Which lines mention "floral"? Show each one from the listing.

[SOURCE DATA — start]

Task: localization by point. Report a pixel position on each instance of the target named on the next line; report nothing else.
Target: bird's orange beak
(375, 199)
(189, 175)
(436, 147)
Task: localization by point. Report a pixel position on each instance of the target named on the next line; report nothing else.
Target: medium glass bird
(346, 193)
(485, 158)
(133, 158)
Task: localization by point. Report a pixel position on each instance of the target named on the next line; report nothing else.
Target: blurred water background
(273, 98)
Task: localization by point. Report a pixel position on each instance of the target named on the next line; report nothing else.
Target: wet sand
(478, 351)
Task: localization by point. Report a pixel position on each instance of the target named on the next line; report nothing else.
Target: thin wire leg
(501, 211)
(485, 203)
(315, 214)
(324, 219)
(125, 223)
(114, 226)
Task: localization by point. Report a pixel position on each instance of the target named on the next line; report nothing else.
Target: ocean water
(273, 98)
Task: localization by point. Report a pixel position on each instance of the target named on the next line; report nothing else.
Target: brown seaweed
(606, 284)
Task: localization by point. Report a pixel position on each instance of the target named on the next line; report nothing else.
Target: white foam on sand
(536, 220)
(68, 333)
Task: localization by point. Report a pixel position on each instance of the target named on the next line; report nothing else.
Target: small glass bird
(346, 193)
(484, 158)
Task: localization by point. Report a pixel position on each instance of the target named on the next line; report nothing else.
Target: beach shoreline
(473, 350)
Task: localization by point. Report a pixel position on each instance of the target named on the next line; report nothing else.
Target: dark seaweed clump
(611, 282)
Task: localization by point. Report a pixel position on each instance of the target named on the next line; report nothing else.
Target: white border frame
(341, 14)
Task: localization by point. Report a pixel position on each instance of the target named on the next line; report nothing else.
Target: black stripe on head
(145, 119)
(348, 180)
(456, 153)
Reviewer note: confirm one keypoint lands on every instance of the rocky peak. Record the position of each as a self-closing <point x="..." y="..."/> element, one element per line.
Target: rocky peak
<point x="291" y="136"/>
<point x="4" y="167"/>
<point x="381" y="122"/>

[SOURCE DATA — finish]
[SOURCE DATA — start]

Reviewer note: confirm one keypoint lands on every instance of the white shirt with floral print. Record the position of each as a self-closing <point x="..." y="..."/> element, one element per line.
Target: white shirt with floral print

[SOURCE DATA — finish]
[SOURCE DATA — start]

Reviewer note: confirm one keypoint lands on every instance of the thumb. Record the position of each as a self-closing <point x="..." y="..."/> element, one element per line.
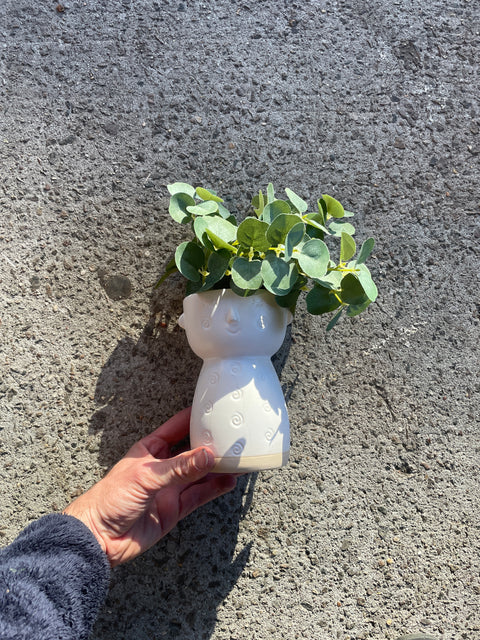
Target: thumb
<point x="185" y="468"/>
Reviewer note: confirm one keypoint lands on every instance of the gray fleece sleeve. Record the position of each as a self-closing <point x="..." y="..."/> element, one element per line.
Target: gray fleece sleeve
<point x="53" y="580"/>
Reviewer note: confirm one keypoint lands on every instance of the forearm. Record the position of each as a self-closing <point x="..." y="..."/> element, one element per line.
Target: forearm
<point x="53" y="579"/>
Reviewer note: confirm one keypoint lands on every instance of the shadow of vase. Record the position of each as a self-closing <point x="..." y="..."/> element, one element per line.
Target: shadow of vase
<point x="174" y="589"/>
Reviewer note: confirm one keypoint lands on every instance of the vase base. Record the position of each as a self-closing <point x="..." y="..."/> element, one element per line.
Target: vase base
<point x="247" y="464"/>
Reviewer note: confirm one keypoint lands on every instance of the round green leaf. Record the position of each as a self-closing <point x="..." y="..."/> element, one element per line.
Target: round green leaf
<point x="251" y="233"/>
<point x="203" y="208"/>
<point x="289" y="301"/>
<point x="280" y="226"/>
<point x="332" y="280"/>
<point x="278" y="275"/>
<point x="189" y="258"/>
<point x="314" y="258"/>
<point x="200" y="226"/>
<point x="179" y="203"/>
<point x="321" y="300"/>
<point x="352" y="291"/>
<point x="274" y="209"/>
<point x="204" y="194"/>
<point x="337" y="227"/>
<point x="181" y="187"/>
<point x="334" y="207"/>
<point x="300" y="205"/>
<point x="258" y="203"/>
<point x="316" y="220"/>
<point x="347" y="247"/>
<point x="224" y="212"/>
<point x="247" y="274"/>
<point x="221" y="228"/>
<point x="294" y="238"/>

[SOURCE DATA — finish]

◆ **YOUR RESPONSE**:
Reviewer note: confirm one keypoint lands on every instance of the white shirt with floral print. Record the position of each as a self-closing <point x="..." y="..."/> element, one element per line.
Target: white shirt with floral print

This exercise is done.